**** RECORDED INFORMATION ****

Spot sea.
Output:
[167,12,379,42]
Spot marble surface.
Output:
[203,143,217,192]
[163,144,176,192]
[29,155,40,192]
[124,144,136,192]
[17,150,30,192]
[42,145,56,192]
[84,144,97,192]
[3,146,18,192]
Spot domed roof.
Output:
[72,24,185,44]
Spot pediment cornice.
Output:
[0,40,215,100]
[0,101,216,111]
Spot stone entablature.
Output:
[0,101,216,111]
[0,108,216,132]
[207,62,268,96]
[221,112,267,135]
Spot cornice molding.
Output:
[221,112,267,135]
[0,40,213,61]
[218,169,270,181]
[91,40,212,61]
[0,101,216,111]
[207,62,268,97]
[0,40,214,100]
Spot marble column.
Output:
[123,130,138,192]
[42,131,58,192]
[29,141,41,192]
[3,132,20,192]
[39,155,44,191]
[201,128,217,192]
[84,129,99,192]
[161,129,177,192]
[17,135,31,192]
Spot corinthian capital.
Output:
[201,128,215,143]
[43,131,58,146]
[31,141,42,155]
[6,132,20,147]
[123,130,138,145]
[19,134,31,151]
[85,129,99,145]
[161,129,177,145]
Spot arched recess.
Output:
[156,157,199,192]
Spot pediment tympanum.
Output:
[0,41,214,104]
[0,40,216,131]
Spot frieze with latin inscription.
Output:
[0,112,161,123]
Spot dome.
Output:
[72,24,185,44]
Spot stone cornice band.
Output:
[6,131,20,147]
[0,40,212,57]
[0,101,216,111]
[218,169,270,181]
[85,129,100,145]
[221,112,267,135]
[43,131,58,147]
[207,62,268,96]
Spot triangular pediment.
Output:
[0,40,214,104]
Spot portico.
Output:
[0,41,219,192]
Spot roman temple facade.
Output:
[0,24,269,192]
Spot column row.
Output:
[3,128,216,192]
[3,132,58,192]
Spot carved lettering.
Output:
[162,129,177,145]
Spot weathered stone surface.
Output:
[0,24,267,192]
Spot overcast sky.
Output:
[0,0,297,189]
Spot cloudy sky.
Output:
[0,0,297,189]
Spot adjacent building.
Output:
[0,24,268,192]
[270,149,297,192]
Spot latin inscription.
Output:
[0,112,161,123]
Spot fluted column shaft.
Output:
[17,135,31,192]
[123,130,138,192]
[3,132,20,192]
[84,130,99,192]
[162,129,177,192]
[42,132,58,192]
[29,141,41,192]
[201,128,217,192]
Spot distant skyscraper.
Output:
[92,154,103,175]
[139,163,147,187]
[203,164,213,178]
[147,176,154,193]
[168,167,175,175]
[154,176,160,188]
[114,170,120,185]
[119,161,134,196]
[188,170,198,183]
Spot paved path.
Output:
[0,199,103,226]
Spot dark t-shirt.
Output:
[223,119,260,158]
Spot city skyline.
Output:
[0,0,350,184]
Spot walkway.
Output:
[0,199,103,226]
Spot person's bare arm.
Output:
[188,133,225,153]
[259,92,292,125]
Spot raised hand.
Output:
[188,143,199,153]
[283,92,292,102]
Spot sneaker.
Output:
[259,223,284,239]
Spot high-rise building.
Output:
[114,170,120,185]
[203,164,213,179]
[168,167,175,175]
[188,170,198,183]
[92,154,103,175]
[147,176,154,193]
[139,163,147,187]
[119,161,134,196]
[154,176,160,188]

****

• _REQUIREMENTS_: Change "sneaker" to "running shoe" in everything from the line containing "Spot dark t-shirt." down through the end of the data. Give those lines again with nothing else altered.

• _FINISHED ANSWER_:
Spot dark t-shirt.
Output:
[223,119,260,158]
Spot city skyline.
Output:
[0,0,350,184]
Spot walkway.
Output:
[0,199,103,226]
Spot person's bare arm.
Output:
[188,133,225,153]
[259,92,292,125]
Spot raised hand.
Output:
[188,143,199,153]
[283,92,292,102]
Spot running shoe.
Output:
[259,223,284,239]
Spot high-rise building.
Output:
[114,170,120,185]
[203,164,213,179]
[168,167,175,175]
[188,170,198,183]
[92,154,103,175]
[147,176,154,193]
[139,163,147,187]
[119,161,134,196]
[154,176,160,188]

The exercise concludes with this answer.